■ Job A ■
From the bike log thread below, return the passage starting at "My winter spinning" and ending at "year’s first ride.", copied word for word.
■ Job B ■
In the bike log thread below, why did bvibert's ride on the mountain bike cover only 3.3 miles?

■ Passage provided ■

+ + +

# Bike Log 2015



## mlctvt (Mar 11, 2015)

I finally got out on the road bike today. Usually I get at least a day or two in January or February but not this year. 

Took the cross bike with fenders and a good thing too, there were so many mini ponds and even moving water in some places due to all the snow melt and last night’s rain.


My winter spinning bike workouts have really helped keep me in shape his winter. My wife talked me into doing her 3-4 times per week 55minute killer workouts to DVD at 80-85% of max heart rate average. It worked too- This was the easiest initial ride I’ve had in years; exactly 1mph faster thanlast year’s first ride. 
My normal 24 mile semi-hilly lunch time route 16.3mphaverage. Not bad for me for my initial ride on a 28 lb bike. 
The fresh air felt great, so much better than any indoor workout.


----------



## bvibert (Mar 13, 2015)

Nice!  I was actually contemplating taking my MTB out for a road ride the other day.


----------



## BackLoafRiver (Mar 19, 2015)

Nicely done! We are still a ways off from riding here. Too much crap all over he road. Hopefully under a month. I'm starting to get the itch


----------



## o3jeff (Mar 20, 2015)

I have about an hour on the trainer. Thing gets boring quick even when I have it in front of the tv!


----------



## bvibert (Apr 15, 2015)

Took my MTB out on the road for a quick ride the other day.  Well.. it wasn't going to be a quick ride, but a spoke broke before I even left the driveway, so I had to fix it before heading out.  I had a family party to get to, so I only ended up with 3.3 miles.  It seemed like most of it was uphill though!  Despite being very out of shape it felt great to get out on the bike!

I hear that some of the local trails are finally ready to ride. I'm going to go check them out after work today.  Stoked to get back out on dirt!


----------



## bvibert (Apr 16, 2015)

Got some woods miles in finally, last night and tonight. 6.7 yesterday and 10.4 today. Considering the shape I'm in, back-to-back rides might not have been the best idea.


----------



## drjeff (Apr 19, 2015)

Got 102.57 miles in on the road last week while I was in Florida visiting my parents.  The LBS had a decent Trek Madone that I rented that rode quite nicely.  Gotta love how flat the SW Gulf Coast of Florida is!  My "biggest" climbing ride was a 30 miler where I climbed a grand total of 142 feet!  And the vast majority of that climbing came in about a 1/2 mile segment where I had to "climb" up a bridge that has a clearance of 40 feet at mean low water on my out and back loop that day


----------



## ScottySkis (Apr 19, 2015)

Bike in shop being tunrdd should be ready in few dayz.


----------



## mlctvt (Apr 19, 2015)

Had to laugh when I saw Dr Jeff's post. We were in Florida (panhandle near Destin) a month ago visiting my brother and it was the flattest riding I've ever done.  Yes the only hill in the area is a highway overpass. If I lived there I think I'd only ride a fixie.

+ + +

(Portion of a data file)
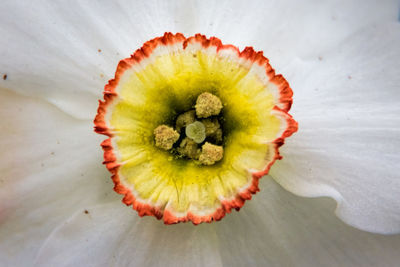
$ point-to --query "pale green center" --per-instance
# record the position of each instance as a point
(196, 131)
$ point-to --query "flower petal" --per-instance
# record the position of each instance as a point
(49, 169)
(279, 229)
(113, 235)
(348, 143)
(71, 48)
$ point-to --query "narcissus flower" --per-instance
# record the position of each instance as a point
(163, 81)
(57, 204)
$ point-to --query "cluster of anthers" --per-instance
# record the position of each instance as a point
(199, 127)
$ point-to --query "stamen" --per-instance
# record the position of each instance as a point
(210, 154)
(208, 105)
(196, 131)
(165, 136)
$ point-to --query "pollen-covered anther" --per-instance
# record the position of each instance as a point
(213, 129)
(210, 154)
(185, 119)
(208, 105)
(165, 137)
(189, 148)
(196, 131)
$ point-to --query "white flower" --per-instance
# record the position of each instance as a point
(342, 60)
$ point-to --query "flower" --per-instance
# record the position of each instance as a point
(57, 206)
(161, 83)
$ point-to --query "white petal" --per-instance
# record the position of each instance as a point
(50, 167)
(347, 147)
(113, 235)
(50, 49)
(275, 229)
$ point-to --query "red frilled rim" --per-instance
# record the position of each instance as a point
(110, 160)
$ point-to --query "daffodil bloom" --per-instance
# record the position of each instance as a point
(170, 75)
(57, 204)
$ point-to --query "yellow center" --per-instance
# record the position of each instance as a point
(167, 86)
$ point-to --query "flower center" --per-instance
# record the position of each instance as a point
(197, 134)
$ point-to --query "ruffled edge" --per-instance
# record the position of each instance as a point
(284, 102)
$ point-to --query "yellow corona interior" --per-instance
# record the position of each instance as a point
(169, 86)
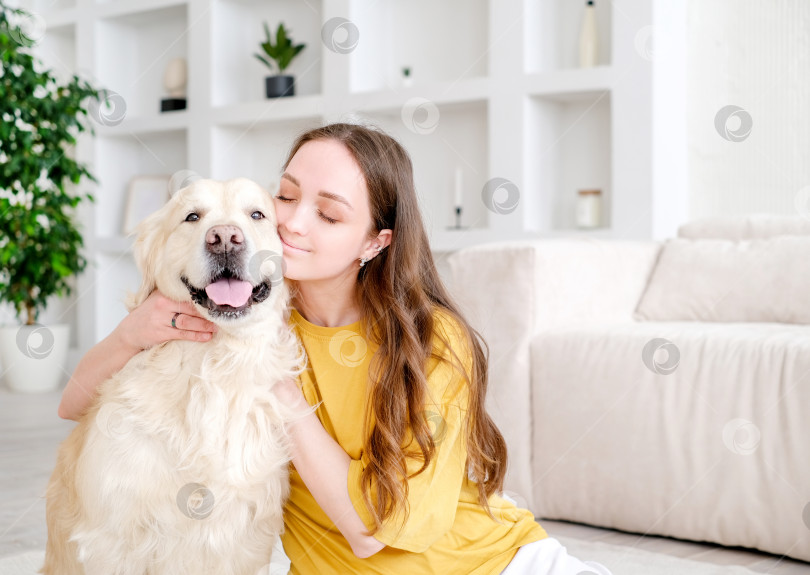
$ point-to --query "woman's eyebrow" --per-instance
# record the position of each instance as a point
(336, 197)
(323, 193)
(293, 179)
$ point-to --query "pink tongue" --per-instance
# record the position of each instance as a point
(230, 292)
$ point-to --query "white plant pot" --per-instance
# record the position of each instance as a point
(32, 357)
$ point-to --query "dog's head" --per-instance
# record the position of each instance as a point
(215, 244)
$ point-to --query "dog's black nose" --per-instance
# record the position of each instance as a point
(224, 239)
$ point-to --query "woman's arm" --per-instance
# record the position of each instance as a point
(147, 325)
(324, 468)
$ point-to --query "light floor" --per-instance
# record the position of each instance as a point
(30, 432)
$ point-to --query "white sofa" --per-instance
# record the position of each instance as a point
(654, 387)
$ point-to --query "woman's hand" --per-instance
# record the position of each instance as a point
(147, 325)
(150, 323)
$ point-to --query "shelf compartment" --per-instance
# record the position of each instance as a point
(270, 110)
(551, 33)
(147, 124)
(116, 8)
(439, 41)
(440, 93)
(145, 42)
(255, 151)
(57, 50)
(572, 138)
(122, 157)
(565, 85)
(238, 30)
(48, 8)
(116, 276)
(459, 140)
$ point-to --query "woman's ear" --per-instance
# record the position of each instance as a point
(150, 235)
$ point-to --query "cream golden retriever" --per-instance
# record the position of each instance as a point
(180, 465)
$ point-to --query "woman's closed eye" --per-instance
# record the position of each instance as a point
(321, 215)
(326, 218)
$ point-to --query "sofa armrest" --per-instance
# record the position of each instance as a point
(511, 290)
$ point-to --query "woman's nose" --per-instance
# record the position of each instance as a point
(292, 218)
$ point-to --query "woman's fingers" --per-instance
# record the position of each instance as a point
(194, 323)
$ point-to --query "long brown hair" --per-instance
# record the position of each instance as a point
(398, 292)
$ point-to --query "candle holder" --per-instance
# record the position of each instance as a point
(457, 226)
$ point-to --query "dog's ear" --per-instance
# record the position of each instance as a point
(150, 236)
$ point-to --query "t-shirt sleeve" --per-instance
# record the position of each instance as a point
(433, 494)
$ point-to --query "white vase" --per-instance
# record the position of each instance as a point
(588, 38)
(32, 357)
(175, 77)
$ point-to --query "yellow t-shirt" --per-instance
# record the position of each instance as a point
(447, 531)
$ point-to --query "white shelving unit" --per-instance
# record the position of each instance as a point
(495, 92)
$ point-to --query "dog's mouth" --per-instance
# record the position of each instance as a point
(227, 295)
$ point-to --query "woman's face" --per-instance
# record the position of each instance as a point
(323, 213)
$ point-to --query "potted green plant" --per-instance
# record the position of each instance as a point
(278, 56)
(40, 119)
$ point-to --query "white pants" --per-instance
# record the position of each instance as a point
(549, 557)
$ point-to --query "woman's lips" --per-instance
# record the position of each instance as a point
(288, 245)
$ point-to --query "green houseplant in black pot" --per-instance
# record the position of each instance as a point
(40, 119)
(278, 56)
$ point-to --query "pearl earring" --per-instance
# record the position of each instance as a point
(364, 261)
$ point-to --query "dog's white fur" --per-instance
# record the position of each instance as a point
(180, 465)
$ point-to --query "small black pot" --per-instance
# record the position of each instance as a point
(278, 86)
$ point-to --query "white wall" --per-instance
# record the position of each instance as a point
(756, 55)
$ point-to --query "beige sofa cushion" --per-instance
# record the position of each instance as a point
(761, 280)
(745, 227)
(705, 440)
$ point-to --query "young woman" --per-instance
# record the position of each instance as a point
(399, 469)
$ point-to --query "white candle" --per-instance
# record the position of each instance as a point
(458, 198)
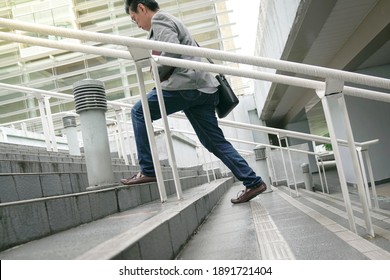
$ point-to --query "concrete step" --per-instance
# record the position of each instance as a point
(23, 186)
(148, 231)
(55, 208)
(276, 226)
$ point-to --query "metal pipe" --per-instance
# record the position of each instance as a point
(202, 52)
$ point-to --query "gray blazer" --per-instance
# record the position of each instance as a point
(167, 28)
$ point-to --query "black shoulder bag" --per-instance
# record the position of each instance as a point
(227, 98)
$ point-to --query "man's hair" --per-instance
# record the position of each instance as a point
(133, 5)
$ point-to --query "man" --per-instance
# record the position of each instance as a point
(193, 91)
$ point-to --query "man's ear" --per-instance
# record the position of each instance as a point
(141, 8)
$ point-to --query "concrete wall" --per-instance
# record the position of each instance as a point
(276, 18)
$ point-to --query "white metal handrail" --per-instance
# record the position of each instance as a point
(292, 67)
(333, 84)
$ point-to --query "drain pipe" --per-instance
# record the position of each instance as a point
(71, 135)
(91, 105)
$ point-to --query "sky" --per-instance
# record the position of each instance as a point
(245, 17)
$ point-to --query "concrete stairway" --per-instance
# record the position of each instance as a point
(277, 226)
(43, 195)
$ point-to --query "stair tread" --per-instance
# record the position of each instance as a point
(89, 239)
(286, 228)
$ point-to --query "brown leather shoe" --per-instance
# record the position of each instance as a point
(248, 194)
(139, 178)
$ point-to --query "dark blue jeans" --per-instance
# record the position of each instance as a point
(200, 110)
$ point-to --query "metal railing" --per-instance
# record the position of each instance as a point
(330, 91)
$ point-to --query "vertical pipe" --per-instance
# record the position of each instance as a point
(91, 105)
(71, 135)
(357, 169)
(364, 174)
(128, 136)
(150, 131)
(121, 137)
(168, 137)
(291, 166)
(337, 155)
(373, 187)
(44, 123)
(50, 125)
(284, 164)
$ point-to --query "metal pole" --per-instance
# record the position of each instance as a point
(355, 162)
(373, 187)
(274, 179)
(284, 163)
(364, 174)
(291, 166)
(91, 105)
(71, 135)
(168, 136)
(336, 150)
(44, 123)
(205, 163)
(128, 136)
(150, 131)
(121, 137)
(50, 125)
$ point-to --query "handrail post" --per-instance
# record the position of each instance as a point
(121, 136)
(291, 165)
(45, 125)
(129, 142)
(333, 95)
(370, 173)
(168, 137)
(141, 59)
(284, 163)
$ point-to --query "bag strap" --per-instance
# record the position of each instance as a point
(209, 59)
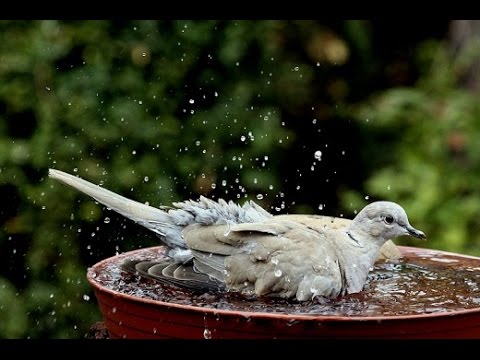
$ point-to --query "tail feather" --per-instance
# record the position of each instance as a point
(133, 210)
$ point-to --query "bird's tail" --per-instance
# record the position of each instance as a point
(143, 214)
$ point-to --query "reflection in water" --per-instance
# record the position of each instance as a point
(420, 283)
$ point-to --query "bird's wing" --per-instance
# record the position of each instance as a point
(268, 257)
(389, 250)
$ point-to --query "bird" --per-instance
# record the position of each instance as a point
(224, 246)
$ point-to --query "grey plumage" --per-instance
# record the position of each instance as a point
(225, 246)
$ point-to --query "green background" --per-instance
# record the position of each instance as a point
(300, 116)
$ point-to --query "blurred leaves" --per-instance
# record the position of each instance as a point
(428, 135)
(162, 111)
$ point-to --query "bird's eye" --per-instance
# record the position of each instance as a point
(388, 219)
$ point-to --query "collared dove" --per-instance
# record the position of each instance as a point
(224, 246)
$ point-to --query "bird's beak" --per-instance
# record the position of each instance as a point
(416, 233)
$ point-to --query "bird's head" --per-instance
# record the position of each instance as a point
(385, 220)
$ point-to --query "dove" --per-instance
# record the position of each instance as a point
(224, 246)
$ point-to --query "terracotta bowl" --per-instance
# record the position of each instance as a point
(130, 314)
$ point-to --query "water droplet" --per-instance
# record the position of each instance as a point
(207, 334)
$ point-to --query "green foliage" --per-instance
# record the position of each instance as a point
(162, 111)
(426, 153)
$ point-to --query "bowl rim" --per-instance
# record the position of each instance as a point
(279, 316)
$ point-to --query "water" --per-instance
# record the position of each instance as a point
(421, 282)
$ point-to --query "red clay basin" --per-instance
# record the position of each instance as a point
(426, 294)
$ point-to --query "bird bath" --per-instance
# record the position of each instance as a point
(425, 294)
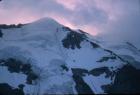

+ + +

■ Written answer A ■
My winter spinning bike workouts have really helped keep me in shape his winter. My wife talked me into doing her 3-4 times per week 55minute killer workouts to DVD at 80-85% of max heart rate average. It worked too- This was the easiest initial ride I’ve had in years; exactly 1mph faster thanlast year’s first ride.

■ Written answer B ■
A spoke broke before bvibert had even left the driveway, so it had to be fixed before the ride could begin. Because bvibert also had a family party to get to, the ride came to only 3.3 miles.